Nothing but the line containing "Query: green stem" and the lines after it in the entries below should appear, each repeated exactly.

[Saved entries]

..............................

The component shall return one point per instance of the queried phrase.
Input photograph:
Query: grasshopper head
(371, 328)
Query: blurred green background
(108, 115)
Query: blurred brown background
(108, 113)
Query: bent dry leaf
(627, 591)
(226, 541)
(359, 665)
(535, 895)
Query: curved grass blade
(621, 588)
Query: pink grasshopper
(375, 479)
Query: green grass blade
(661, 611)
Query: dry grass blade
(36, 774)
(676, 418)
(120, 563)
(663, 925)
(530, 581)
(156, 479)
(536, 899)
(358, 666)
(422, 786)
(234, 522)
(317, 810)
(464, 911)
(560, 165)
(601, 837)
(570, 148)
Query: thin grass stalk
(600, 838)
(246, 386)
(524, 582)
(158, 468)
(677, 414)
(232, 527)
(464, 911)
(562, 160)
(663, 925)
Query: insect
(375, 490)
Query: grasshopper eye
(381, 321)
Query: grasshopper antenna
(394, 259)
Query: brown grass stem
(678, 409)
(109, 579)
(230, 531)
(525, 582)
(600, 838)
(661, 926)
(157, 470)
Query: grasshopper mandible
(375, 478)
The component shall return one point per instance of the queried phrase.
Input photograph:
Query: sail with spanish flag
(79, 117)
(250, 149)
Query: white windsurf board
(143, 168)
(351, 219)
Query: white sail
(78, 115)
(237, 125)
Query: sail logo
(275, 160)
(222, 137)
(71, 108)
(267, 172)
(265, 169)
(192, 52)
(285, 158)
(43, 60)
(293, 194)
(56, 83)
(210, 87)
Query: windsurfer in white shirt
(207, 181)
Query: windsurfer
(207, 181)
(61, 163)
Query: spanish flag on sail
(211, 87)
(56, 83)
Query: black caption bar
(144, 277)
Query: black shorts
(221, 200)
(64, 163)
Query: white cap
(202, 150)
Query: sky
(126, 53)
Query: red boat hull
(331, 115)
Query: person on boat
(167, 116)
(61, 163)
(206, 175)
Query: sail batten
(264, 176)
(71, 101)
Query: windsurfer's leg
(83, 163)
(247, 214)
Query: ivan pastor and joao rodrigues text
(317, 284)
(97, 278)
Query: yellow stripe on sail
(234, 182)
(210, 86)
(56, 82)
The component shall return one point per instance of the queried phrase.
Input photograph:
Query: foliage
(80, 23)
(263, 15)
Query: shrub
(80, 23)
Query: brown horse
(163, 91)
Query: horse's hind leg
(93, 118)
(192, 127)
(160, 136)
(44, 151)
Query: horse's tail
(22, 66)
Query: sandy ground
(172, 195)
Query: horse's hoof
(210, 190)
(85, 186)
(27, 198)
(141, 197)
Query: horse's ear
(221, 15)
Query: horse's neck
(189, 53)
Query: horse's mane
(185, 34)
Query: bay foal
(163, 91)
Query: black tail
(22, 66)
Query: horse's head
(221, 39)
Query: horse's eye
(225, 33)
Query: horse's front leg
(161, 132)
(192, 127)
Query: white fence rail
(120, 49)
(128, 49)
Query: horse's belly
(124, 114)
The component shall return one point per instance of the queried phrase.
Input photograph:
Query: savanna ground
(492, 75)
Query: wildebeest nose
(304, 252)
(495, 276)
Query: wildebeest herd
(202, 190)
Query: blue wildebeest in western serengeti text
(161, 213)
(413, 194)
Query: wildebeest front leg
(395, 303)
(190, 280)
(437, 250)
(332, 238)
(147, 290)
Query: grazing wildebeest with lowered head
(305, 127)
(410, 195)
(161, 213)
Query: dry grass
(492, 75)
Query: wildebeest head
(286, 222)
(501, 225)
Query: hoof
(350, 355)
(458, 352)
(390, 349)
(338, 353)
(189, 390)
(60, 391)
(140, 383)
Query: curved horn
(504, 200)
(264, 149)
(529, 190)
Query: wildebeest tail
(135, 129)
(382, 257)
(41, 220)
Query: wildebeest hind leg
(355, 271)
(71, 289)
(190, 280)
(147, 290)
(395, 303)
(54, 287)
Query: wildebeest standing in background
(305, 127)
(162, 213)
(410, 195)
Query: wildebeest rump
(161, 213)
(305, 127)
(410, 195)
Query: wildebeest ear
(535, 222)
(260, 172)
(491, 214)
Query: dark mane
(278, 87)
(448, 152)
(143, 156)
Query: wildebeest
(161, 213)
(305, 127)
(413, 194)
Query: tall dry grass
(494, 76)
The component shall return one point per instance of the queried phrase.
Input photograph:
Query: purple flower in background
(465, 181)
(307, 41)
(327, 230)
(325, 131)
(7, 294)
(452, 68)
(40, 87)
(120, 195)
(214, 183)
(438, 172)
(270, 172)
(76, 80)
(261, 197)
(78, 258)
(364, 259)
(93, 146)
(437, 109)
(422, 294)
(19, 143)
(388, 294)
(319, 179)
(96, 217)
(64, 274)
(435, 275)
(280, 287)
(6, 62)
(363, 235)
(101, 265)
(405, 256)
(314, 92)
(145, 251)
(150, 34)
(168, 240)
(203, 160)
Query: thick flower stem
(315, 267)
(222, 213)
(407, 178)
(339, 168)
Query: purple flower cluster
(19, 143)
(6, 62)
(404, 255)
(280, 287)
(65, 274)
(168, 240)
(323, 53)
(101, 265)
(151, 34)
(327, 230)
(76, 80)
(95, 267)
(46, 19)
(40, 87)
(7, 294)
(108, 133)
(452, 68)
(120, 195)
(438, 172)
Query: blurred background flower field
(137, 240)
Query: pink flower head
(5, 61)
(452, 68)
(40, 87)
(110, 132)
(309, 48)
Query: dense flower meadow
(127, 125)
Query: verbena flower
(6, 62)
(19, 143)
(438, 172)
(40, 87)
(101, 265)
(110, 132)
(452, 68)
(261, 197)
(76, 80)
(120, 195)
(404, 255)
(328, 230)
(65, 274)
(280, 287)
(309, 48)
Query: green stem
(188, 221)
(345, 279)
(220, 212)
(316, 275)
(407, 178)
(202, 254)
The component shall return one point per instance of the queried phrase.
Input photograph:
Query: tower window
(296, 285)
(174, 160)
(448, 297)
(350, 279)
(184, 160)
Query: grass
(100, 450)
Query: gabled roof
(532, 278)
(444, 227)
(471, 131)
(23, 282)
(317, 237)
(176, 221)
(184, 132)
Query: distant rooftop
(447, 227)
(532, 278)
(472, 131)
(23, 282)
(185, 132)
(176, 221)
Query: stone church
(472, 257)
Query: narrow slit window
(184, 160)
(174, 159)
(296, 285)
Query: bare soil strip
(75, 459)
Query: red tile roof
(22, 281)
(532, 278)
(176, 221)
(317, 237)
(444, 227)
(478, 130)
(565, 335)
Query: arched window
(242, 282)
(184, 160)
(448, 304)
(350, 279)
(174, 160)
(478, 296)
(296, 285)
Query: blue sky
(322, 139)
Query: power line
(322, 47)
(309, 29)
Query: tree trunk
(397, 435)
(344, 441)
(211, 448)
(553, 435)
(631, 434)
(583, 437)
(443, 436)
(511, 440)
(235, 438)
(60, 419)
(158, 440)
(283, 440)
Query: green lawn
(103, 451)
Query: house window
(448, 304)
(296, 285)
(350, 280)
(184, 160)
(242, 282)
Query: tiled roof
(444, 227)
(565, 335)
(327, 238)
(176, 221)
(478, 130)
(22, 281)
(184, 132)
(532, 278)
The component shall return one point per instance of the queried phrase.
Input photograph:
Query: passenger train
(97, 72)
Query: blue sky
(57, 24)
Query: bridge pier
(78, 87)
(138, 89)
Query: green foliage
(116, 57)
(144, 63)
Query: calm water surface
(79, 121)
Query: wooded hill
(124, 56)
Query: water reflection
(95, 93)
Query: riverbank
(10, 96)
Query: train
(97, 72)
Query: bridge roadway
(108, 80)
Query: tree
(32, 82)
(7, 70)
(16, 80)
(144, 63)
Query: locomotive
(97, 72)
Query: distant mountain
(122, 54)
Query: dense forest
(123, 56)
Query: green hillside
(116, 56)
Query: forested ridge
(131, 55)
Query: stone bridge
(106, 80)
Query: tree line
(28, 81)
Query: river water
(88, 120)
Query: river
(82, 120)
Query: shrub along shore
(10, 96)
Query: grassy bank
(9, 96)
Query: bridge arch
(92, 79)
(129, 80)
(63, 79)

..............................

EXERCISE ANSWER >>
Query: green stem
(188, 221)
(345, 279)
(220, 212)
(316, 275)
(407, 178)
(202, 254)
The component shall return one point per instance of the queried phrase.
Input photograph:
Query: tower window
(296, 285)
(174, 160)
(448, 297)
(350, 279)
(184, 160)
Query: grass
(100, 450)
Query: gabled roof
(532, 278)
(444, 227)
(471, 131)
(23, 282)
(317, 237)
(176, 221)
(184, 132)
Query: distant rooftop
(447, 227)
(532, 278)
(472, 131)
(23, 282)
(185, 132)
(176, 221)
Query: stone church
(472, 257)
Query: narrow slit window
(184, 160)
(174, 159)
(296, 285)
Query: bare soil strip
(75, 459)
Query: red tile roof
(22, 281)
(532, 278)
(176, 221)
(317, 237)
(444, 227)
(478, 130)
(565, 335)
Query: arched window
(242, 282)
(184, 160)
(448, 304)
(350, 279)
(174, 160)
(478, 296)
(296, 285)
Query: blue sky
(322, 139)
Query: power line
(322, 47)
(309, 29)
Query: tree trunk
(397, 435)
(344, 441)
(211, 448)
(553, 435)
(631, 434)
(583, 437)
(443, 436)
(511, 440)
(235, 438)
(60, 419)
(158, 440)
(283, 440)
Query: green lawn
(103, 451)
Query: house window
(448, 304)
(296, 285)
(350, 280)
(184, 160)
(242, 282)
Query: tiled roof
(444, 227)
(565, 335)
(327, 238)
(176, 221)
(478, 130)
(22, 281)
(184, 132)
(532, 278)
The component shall return one point per instance of the queried phrase.
Input photograph:
Query: passenger train
(97, 72)
Query: blue sky
(57, 24)
Query: bridge pier
(78, 87)
(138, 89)
Query: green foliage
(116, 57)
(144, 63)
Query: calm water surface
(79, 121)
Query: wooded hill
(124, 56)
Query: water reflection
(95, 93)
Query: riverbank
(10, 96)
Query: train
(97, 72)
Query: bridge roadway
(108, 80)
Query: tree
(32, 82)
(7, 70)
(16, 80)
(144, 63)
Query: locomotive
(97, 72)
Query: distant mountain
(122, 54)
Query: dense forest
(123, 56)
Query: green hillside
(116, 56)
Query: forested ridge
(131, 55)
Query: stone bridge
(106, 80)
Query: tree line
(28, 81)
Query: river water
(88, 120)
Query: river
(82, 120)
Query: shrub along shore
(10, 96)
Query: grassy bank
(9, 96)
Query: bridge arch
(92, 79)
(129, 80)
(63, 79)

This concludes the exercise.